* _Passage_:
JEPSEN

Dependencies

Many consistency models and their corresponding phenomena are defined in terms of dependencies between operations. This page offers an informal explanation of transactional dependencies, adapted from Adya’s Direct Serialization Graphs and related work.¹

This is an informal pastiche of several models of transactional isolation.² We hope to give readers an intuitive understanding of the concepts used in Jepsen reports and throughout the literature. For a more rigorous introduction to these concepts, we recommend:

Adya’s 1999 Weak Consistency (see chapter three)
Fekete, Liarokapis, O’Neil, & O’Neil’s Making Snapshot Isolation Serializable
Cerone & Gotsman’s Analysing Snapshot Isolation

Fundamental Concepts

A database is a set of objects, often called x, y, and so on. Each object has many versions, which we write x_i, x_j, etc. Processes perform operations, also called transactions, on objects. A transaction is a list of micro-operations: any number of writes or reads, followed by exactly one commit or abort.

There are two kinds of reads and writes: item and predicate. An item read observes a specific version of one object x_i. An item write observes some version x_i, and produces a new version of the same object by applying some function to it: x_j = f(x_i).

A predicate is a function which takes a version and returns true or false. We imagine that the database executes a predicate operation by choosing a version set: one version for every object in the database. It then filters those versions to just those where the predicate matched: i.e., returned true. Finally, it reads or writes all matching objects.³ For instance, a chef might sprinkle cheese on every omelette in the kitchen. This is a predicate write. The version set is some (presumably, the current) version of every dish in the kitchen. Only some of those dishes (the ones containing omelettes) are modified, producing new versions of those dishes with cheese on top.

We say that a transaction T_i installs version x_i when T_i commits, and x_i is T_i’s final write of object x. We model creation and deletion as writes, using special unborn and dead versions. Predicates never match unborn or dead versions.

A history is a set of transactions, a partial order over their micro-operations which describes the sequence in which the operations (apparently) executed,⁴ and a version order. The version order is total over all installed versions of any particular object. It says, for each version of x, what version of x came next. Note that the version order may be different than the real-time or per-process order of events. The database is allowed to choose any order it likes, so long as some order exists.

Given a history H, we can define a serialization graph whose nodes are transactions, and whose edges are dependencies betwen those transactions.

This graph is often called DSG(H).⁵ These dependencies capture the flow of data between transactions, and come in three main flavors:

Write-write
Write-read
Read-write

Two additional dependencies are defined based on the order in which those transactions were performed.

Dataset items
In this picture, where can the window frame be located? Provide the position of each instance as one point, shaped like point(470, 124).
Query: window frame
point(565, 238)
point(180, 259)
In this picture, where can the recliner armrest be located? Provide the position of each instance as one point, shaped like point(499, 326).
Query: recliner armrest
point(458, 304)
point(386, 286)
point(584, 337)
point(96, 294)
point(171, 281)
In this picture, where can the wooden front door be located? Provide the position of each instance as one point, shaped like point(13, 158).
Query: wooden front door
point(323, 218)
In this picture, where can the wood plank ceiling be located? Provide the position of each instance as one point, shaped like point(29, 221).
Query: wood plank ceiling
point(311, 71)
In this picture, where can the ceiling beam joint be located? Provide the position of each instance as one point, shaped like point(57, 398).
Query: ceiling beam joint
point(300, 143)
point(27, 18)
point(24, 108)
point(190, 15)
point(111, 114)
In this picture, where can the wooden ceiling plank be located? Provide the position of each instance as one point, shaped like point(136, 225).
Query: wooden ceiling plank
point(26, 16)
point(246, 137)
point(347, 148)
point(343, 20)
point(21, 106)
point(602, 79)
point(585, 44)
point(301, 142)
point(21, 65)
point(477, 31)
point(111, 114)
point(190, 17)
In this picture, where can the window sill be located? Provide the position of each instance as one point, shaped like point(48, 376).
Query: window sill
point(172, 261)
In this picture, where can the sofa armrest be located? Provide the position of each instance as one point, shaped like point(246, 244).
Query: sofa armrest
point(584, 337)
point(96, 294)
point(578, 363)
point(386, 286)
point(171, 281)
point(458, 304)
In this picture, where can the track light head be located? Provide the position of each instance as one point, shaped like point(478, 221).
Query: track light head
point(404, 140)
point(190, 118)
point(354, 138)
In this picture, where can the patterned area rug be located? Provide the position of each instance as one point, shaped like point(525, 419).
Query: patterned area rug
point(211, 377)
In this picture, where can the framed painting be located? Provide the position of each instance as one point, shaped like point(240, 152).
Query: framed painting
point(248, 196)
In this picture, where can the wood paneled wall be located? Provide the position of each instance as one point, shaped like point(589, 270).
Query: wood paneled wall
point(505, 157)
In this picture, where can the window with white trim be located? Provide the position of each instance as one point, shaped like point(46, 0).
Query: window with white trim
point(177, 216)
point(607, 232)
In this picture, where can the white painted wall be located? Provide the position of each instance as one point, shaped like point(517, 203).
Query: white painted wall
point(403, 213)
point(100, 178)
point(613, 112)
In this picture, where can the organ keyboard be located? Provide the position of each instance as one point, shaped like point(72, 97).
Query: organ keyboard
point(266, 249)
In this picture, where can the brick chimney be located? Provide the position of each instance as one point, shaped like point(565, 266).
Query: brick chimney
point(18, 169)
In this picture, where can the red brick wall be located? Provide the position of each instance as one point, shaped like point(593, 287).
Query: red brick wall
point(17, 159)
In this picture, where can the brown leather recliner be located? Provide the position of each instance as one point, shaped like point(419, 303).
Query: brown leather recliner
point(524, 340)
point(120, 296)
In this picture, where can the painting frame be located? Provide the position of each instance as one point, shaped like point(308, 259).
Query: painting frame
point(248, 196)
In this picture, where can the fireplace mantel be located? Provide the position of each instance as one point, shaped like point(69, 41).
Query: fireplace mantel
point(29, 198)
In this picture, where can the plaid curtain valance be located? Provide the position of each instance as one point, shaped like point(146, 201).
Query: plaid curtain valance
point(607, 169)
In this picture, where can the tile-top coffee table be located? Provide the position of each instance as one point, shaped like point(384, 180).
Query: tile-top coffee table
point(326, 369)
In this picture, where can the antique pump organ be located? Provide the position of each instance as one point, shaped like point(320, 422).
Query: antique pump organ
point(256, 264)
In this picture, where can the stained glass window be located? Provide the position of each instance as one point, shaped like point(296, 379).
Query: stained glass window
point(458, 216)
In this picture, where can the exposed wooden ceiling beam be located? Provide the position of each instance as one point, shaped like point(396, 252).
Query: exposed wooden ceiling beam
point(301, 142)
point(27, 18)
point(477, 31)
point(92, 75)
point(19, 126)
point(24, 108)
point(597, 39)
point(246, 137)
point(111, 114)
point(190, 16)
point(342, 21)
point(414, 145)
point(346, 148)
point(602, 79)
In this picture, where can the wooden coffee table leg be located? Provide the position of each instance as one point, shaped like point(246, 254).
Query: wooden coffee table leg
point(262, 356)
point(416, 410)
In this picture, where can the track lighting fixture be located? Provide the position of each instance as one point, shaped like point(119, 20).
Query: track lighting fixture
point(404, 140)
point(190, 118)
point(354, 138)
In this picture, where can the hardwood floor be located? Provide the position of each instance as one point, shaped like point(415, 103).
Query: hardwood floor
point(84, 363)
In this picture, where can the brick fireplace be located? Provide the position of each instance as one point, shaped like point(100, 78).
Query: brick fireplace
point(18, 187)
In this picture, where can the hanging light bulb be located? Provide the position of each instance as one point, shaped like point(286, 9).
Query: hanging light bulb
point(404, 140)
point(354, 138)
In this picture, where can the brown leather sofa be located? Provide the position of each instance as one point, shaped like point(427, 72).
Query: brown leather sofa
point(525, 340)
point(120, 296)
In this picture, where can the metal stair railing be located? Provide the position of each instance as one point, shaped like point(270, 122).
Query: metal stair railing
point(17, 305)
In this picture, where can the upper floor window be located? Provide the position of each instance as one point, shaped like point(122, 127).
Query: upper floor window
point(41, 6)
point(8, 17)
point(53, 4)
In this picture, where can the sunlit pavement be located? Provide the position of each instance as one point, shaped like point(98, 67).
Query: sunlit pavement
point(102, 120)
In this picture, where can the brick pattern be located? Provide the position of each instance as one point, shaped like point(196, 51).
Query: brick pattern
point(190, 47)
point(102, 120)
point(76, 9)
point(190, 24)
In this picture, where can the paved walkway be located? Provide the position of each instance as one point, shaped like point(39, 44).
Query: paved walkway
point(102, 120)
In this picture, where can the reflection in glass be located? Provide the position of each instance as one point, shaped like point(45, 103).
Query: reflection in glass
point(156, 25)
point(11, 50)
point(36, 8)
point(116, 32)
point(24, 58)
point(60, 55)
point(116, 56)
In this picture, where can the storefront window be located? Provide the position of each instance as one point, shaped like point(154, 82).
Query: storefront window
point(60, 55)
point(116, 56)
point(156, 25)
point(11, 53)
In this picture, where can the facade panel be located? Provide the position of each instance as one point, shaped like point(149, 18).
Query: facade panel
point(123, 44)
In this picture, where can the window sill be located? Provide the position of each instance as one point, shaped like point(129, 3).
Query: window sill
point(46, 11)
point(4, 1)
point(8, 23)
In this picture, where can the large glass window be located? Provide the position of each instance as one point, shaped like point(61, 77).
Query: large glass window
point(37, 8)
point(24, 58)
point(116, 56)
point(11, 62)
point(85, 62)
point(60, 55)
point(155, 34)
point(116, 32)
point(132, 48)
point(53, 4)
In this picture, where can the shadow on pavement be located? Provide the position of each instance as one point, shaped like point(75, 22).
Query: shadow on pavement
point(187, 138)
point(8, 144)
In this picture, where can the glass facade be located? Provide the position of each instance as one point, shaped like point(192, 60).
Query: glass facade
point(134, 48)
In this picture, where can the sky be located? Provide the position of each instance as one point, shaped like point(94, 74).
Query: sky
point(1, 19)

* _Tasks for this exercise_:
**a.** Copy the dependencies passage from "This graph is" to "transactions were performed.".
**b.** Carry on the passage about transactional dependencies, starting after its last sentence.

* _Exercise answers_:
**a.**
This graph is often called DSG(H).⁵ These dependencies capture the flow of data between transactions, and come in three main flavors:

Write-write
Write-read
Read-write

Two additional dependencies are defined based on the order in which those transactions were performed.

**b.**
Process
Real-time

Together these dependencies allow us to trace the flow of data and time through a history. Many phemomena correspond to cycles in this graph.

Write-Write

Intuitively, a write-write dependency (also known as a ww or write dependency) means that one transaction overwrote another’s write. Specifically, given two transactions T_i and T_j, T_j write-write depends on T_i if:

T_i installs some version x_i, and T_j installs the next version of x in the version order. This is an item write-write dependency.
T_i performs a predicate write for which the system selected some version of an object x_i, and T_j installs some later version of x which changes whether the predicate matches. This is one type of predicate write-write dependency. Note that the predicate does not actually have to match x_i; what matters is that whether the predicate matched was affected by T_i’s write.
T_i installs some version x_i, and T_j performs a predicate write for which the system selects x_i. This is the second form of predicate write-write dependency.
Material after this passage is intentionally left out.